_Source material_.
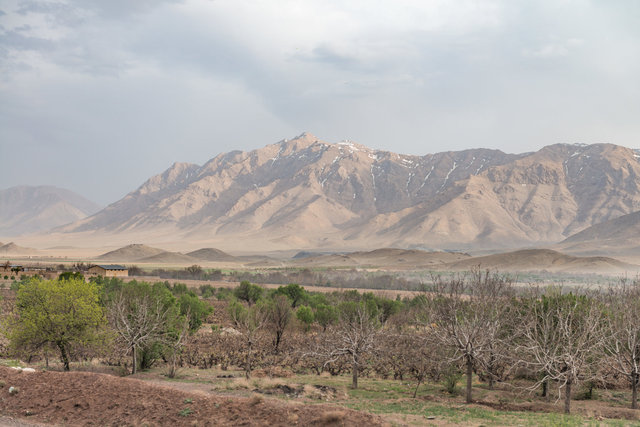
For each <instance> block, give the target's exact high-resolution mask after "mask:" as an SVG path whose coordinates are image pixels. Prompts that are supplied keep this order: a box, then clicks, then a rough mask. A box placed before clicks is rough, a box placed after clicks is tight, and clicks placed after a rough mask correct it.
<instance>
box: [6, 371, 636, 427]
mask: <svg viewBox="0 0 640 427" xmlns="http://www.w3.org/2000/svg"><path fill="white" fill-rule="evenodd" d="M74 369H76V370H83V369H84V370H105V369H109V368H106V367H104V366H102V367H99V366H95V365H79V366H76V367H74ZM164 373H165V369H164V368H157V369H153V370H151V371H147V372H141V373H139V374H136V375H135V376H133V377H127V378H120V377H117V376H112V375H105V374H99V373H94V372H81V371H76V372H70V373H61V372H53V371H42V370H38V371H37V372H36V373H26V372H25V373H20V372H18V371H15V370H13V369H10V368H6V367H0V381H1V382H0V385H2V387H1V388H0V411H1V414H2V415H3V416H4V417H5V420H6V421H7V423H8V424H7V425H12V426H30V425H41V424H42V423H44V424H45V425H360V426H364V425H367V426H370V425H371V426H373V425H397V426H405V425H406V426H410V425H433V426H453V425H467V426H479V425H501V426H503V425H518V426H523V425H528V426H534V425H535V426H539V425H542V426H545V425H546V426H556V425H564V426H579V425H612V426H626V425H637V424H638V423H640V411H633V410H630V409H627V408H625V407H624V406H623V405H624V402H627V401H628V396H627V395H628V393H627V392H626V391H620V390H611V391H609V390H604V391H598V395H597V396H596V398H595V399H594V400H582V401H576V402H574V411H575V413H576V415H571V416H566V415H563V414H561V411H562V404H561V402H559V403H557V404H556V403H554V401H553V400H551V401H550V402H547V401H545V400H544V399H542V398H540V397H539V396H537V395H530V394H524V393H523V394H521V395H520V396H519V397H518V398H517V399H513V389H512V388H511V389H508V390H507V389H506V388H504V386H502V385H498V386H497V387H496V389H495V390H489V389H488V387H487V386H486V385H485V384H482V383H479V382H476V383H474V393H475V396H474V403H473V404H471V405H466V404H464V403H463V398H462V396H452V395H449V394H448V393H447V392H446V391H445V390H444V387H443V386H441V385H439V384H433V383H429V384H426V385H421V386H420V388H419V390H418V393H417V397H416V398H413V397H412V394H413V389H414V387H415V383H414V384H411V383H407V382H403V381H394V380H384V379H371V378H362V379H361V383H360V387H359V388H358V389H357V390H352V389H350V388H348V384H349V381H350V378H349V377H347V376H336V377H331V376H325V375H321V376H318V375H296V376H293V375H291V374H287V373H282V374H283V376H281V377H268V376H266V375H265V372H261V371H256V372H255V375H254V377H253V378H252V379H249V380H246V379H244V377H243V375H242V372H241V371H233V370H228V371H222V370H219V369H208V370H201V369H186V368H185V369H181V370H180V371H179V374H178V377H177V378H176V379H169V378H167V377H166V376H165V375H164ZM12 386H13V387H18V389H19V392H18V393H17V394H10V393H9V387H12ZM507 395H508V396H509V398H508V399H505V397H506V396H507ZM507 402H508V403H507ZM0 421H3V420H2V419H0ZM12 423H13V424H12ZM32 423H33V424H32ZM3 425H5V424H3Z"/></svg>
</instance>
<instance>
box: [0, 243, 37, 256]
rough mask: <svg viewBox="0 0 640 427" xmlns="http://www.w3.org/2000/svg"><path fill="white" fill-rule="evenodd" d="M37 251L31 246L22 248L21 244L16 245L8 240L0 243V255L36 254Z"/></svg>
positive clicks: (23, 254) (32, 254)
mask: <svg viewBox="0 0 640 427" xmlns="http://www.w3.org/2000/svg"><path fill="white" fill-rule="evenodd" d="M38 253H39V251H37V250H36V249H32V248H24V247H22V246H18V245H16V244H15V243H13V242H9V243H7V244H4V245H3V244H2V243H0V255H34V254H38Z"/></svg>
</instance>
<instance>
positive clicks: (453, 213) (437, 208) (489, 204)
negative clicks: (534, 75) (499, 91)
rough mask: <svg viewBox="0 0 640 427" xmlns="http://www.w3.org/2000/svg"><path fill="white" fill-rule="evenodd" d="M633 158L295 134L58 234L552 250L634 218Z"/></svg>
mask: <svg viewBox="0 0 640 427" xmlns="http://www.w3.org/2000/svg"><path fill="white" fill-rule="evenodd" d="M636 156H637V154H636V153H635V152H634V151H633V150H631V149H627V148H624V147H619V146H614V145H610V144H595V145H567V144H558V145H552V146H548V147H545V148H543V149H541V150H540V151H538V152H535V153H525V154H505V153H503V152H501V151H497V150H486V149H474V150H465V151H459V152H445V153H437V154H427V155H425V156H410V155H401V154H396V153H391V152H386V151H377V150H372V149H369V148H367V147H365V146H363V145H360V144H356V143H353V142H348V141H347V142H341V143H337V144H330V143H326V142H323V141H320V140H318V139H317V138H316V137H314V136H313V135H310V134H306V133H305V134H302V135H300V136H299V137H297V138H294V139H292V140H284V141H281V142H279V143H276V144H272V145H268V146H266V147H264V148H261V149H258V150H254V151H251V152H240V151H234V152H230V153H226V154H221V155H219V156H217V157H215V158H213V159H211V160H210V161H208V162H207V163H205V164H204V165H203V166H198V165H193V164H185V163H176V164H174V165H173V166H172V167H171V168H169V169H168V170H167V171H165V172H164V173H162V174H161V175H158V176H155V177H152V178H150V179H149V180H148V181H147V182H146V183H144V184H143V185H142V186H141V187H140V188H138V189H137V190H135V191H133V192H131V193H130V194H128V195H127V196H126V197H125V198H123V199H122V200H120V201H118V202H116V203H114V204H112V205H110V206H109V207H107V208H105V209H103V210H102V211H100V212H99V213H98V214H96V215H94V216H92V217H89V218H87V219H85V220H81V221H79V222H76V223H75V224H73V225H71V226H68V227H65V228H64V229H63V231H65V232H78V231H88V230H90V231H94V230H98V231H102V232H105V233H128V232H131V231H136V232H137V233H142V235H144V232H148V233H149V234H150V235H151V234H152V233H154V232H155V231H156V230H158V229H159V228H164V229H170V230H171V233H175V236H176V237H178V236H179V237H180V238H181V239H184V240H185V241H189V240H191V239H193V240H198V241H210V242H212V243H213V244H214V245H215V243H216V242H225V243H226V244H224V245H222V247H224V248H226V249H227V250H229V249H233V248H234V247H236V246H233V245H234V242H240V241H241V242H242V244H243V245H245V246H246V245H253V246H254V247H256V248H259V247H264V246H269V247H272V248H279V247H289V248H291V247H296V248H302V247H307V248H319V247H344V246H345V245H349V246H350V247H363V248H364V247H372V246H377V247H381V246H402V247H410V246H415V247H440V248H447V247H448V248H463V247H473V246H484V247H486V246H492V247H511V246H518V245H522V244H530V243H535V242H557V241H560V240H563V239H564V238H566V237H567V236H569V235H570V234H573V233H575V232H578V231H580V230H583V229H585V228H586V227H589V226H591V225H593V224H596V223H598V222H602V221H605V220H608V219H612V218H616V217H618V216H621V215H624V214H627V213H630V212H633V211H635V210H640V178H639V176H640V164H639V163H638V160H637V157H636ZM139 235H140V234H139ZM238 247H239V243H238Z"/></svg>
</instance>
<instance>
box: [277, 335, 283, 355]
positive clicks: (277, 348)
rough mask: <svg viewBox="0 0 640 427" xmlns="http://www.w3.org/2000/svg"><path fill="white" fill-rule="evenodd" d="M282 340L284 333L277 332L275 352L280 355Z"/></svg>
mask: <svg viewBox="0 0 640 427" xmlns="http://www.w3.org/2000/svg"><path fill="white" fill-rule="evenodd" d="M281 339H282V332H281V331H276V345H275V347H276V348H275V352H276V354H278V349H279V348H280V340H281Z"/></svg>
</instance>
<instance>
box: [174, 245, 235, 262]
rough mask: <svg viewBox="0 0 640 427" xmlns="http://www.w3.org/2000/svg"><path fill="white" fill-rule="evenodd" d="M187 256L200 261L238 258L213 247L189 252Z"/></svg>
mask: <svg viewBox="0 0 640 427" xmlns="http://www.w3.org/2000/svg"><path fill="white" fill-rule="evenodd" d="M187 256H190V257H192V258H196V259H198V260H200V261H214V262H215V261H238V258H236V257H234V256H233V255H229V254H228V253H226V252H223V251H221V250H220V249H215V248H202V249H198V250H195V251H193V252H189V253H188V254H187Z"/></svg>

_What you need to do_. Only the lines from the one containing "340L284 333L277 332L275" through the last line of the records should appear, each written out exactly.

_Solution below_.
rough mask: <svg viewBox="0 0 640 427" xmlns="http://www.w3.org/2000/svg"><path fill="white" fill-rule="evenodd" d="M282 340L284 333L277 332L275 352L280 355Z"/></svg>
mask: <svg viewBox="0 0 640 427" xmlns="http://www.w3.org/2000/svg"><path fill="white" fill-rule="evenodd" d="M281 339H282V332H281V331H276V345H275V347H276V348H275V352H276V354H278V349H279V348H280V340H281Z"/></svg>
</instance>
<instance>
box: [174, 245, 235, 262]
rough mask: <svg viewBox="0 0 640 427" xmlns="http://www.w3.org/2000/svg"><path fill="white" fill-rule="evenodd" d="M187 256L200 261L238 258L213 247L189 252Z"/></svg>
mask: <svg viewBox="0 0 640 427" xmlns="http://www.w3.org/2000/svg"><path fill="white" fill-rule="evenodd" d="M187 256H190V257H192V258H196V259H198V260H200V261H214V262H215V261H238V258H236V257H234V256H233V255H229V254H228V253H226V252H223V251H221V250H220V249H215V248H202V249H198V250H195V251H193V252H189V253H188V254H187Z"/></svg>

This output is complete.